### Exercises to complete
• 1. From the Aikido seminar article, extract the passage starting at "President and Chief" and ending at "other Aikido associations.".
• 2. In the Aikido seminar article, who taught at the spring seminar?
• 3. Please write what comes next in the Aikido seminar article, picking up after its final sentence.

-- START OF Selected excerpt --

FHSU Aikido Club spring seminar a success


Fort Hays’ Aikido Club hosted its spring seminar last Friday through Sunday. 

President and Chief Instructor of the Aikido Association of America, Stephen Toyoda Sensei,  taught at the event. 

“In the past, we’ve had instructors from Utah, multiple different states, and it’s always really great to see different people from all over the country,” Webmaster Historian for the Fort Hays Aikido Club Riley Sanford said. 

Seeing how different instructors teach skills can be beneficial for participants. 

“It’s always nice having a teacher who is from out of town, who may teach things a little differently than what you’re used to,” member of the Northwest Kansas Dojo Claire Nickerson said. “I’ve been to several different seminars and I always take a lot of notes.”

This event brings people from all across the nation including some from other Aikido associations.

-- END OF Selected excerpt --
-- START OF Supplied material --

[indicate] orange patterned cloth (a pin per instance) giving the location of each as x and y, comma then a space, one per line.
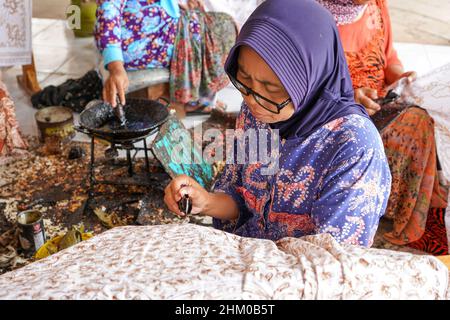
11, 142
368, 47
409, 140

-- END OF Supplied material --

### Responses by task
• 1.
President and Chief Instructor of the Aikido Association of America, Stephen Toyoda Sensei,  taught at the event. 

“In the past, we’ve had instructors from Utah, multiple different states, and it’s always really great to see different people from all over the country,” Webmaster Historian for the Fort Hays Aikido Club Riley Sanford said. 

Seeing how different instructors teach skills can be beneficial for participants. 

“It’s always nice having a teacher who is from out of town, who may teach things a little differently than what you’re used to,” member of the Northwest Kansas Dojo Claire Nickerson said. “I’ve been to several different seminars and I always take a lot of notes.”

This event brings people from all across the nation including some from other Aikido associations.

• 2. Stephen Toyoda Sensei, President and Chief Instructor of the Aikido Association of America.

• 3.
“There are several different Aikido associations and they may do skills a little differently and seeing those variations on techniques is fun,” Nickerson said.

Additionally, the variety of body types and skill levels help participants improve. 

“When you practice with people from other dojos, they have different bodies in general,” Sanford said. “Some people are more or less flexible, some people are more or less stiff, different limb proportions – it’s very different person to person.” 

Over 40 participants attended the seminar with over half of those participants being from out of town or out of state.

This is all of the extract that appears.